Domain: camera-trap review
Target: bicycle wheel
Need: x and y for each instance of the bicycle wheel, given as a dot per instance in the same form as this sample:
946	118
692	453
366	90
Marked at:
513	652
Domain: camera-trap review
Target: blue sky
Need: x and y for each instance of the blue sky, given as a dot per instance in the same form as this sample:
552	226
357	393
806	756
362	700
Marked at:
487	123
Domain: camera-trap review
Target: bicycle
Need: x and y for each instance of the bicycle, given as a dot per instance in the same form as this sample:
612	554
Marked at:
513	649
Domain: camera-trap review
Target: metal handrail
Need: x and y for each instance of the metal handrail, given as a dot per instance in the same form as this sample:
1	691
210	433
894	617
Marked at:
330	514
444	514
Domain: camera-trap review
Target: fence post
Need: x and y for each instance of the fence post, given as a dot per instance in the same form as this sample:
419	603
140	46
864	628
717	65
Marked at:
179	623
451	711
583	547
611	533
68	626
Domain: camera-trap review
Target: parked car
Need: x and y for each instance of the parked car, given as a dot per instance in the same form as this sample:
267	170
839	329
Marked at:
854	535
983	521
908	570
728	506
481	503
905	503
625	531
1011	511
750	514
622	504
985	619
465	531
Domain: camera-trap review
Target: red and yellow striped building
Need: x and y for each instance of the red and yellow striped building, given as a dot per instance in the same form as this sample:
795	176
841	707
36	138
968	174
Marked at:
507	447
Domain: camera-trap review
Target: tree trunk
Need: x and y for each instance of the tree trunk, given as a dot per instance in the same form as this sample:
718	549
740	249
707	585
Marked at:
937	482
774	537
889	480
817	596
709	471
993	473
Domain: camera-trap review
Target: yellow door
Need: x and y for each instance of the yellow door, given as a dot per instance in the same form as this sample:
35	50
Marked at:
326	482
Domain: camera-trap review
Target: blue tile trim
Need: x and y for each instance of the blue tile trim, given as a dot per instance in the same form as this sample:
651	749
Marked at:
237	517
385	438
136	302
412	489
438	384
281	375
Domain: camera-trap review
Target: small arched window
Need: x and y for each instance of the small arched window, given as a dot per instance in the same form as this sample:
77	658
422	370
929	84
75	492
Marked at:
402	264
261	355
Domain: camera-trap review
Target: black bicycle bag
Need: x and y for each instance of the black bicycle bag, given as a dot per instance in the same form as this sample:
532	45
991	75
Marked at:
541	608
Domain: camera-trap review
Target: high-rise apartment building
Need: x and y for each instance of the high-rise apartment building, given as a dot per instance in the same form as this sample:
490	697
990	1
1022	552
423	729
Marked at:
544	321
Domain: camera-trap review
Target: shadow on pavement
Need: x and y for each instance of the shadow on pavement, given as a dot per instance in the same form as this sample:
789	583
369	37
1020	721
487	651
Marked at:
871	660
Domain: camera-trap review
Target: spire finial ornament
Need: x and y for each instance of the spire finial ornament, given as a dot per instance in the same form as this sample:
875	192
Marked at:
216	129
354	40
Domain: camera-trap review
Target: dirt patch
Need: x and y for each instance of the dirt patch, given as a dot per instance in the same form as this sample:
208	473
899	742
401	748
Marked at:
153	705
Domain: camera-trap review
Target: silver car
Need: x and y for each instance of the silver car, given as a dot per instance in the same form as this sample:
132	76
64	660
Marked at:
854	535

#### [PROBLEM TO WORK ON]
Print the material verbatim, all of it.

#### [EXPECTED ANSWER]
Domain: camera-trap review
Target: bicycle wheel
Need: x and y for each instance of the bicycle wheel, given as a dot per instance in the same form as this sample:
946	118
692	453
366	90
Marked at:
513	652
Domain: camera-trap review
Target: blue sky
Need: x and y for each instance of the blue sky, given as a dot per instance in the same form as this sample:
552	226
357	393
806	756
362	700
Marked at:
487	123
Domain: camera-trap review
Target: bicycle
Need: x and y for each instance of the bicycle, given as a dot per instance in the same form as this sample:
612	554
Marked at:
513	649
Domain: camera-trap review
Target: metal handrail
Need: x and y for each instance of the metal handrail, given as a dot per instance in the same form as this sample:
1	691
210	433
894	617
Marked at:
330	514
444	514
Domain: camera-trap review
Target: fence post
Need: x and y for each instance of the fence post, given as a dot per instance in the same form as this sample:
419	603
140	46
864	628
717	65
Marked at:
179	623
451	711
583	547
611	533
68	626
Domain: camera-trap review
Target: parked car
Need: x and y for each instance of the parked car, given as a dot per instance in the same form as this sample:
267	170
839	329
Marked at:
854	535
983	521
908	570
728	506
481	503
905	503
625	531
1011	511
750	514
622	504
985	619
465	531
Domain: camera-trap review
Target: red and yellow striped building
Need: x and y for each instance of the red and yellow striped building, given as a dot per instance in the same form as this sample:
795	176
841	707
36	138
968	174
Marked at:
507	447
Domain: camera-trap review
Target: tree trunk
Need: x and y for each instance of the tree trunk, given as a dot per instance in the same form as this sample:
718	549
740	249
707	585
Marked at:
937	482
774	537
889	480
817	596
709	471
993	473
Domain: camera-trap review
Target: yellow door
Need: x and y for each instance of the yellow door, given as a dot per instance in the same form as this sample:
35	50
Marked at:
326	482
Domain: camera-trap review
Target: blue tile trim
Need: x and y for each instance of the blue tile trim, given as a dot per instance in the same form as this sample:
651	749
Marked at:
237	517
385	438
136	302
412	489
438	384
281	375
Domain: camera-trap review
Target: small arched window
Need: x and y for each instance of the small arched window, given as a dot per instance in the same form as this sample:
77	658
422	370
929	84
75	492
Marked at:
402	264
261	355
Domain: camera-trap review
Target: black bicycle bag
Need: x and y for each instance of the black bicycle bag, given as a dot per instance in the same form as this sample:
532	45
991	75
Marked at:
541	608
Domain: camera-trap review
Target: high-rise apartment building
Need: x and y for each instance of the high-rise apartment building, given as a dot per instance in the same form as this sample:
490	697
990	1
1022	552
423	729
Marked at:
544	321
Domain: camera-trap review
Target: shadow on pavement
Need: x and y for each instance of the shadow on pavement, given as a dot per instance in the same form as this sample:
789	583
369	37
1020	721
487	651
Marked at:
871	660
Domain: camera-trap review
Target: spire finial ornament
Need: x and y for each instance of the spire finial ornament, given as a dot per instance in the same form as this sample:
875	192
Marked at:
216	129
354	40
Domain: camera-trap review
Target: dirt patch
Need: x and y for each instance of the dirt patch, given as a dot per instance in the same form as this sample:
208	473
899	742
401	748
Marked at:
153	705
Domain: camera-trap review
Target: silver car
Need: x and y for each instance of the silver car, given as a dot per instance in the same form as this sample:
132	76
64	660
Marked at:
854	535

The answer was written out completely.